* **WHAT THE TASK REQUIRES**: Present everything from the first line below down to the line containing "pixel 584 404", both included, as a numbered list, leaving out any blank lines.

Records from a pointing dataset
>>>
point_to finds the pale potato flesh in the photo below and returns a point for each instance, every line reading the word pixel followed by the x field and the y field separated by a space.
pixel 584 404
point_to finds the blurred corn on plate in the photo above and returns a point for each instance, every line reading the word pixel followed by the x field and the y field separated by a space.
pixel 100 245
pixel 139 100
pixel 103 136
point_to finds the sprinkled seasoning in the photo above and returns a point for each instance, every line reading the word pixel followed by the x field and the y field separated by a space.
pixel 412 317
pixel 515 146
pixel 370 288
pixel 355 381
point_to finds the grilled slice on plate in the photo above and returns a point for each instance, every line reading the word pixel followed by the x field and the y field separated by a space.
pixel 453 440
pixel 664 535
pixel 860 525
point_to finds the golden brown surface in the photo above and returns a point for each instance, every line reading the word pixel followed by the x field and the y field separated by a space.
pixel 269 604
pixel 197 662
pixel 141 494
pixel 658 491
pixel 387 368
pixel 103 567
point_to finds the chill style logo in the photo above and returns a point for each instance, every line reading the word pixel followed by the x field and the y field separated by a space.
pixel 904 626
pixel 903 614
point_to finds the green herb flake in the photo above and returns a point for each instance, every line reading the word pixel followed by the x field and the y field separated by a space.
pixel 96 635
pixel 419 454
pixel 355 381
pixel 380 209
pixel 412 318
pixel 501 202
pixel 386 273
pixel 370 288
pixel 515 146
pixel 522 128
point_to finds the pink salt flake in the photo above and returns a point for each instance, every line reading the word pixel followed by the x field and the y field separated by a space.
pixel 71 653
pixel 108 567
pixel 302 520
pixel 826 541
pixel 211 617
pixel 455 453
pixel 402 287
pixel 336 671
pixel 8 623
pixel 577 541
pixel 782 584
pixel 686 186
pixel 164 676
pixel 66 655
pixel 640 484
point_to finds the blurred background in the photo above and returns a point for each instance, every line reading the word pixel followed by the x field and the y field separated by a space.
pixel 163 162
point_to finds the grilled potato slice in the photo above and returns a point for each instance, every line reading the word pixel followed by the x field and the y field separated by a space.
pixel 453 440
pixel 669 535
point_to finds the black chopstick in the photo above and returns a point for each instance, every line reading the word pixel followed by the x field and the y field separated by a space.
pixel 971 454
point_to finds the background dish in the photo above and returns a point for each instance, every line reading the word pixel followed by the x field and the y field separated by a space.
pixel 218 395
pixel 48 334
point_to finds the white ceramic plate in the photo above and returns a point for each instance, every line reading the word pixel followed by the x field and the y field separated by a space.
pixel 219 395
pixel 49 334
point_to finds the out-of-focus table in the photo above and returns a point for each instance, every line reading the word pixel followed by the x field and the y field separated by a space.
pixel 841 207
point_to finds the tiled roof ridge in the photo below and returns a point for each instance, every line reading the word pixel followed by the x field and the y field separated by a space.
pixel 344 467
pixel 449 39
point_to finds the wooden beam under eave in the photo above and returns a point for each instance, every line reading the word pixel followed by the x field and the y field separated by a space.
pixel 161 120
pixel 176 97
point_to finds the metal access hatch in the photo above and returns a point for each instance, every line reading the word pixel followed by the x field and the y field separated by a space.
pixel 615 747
<<<
* **RESPONSE TO THIS TASK**:
1. point_to finds the pale potato flesh in the photo below and returns a point for each instance, every line reading the word pixel followed by the x field and the y field separated by a space.
2. pixel 584 404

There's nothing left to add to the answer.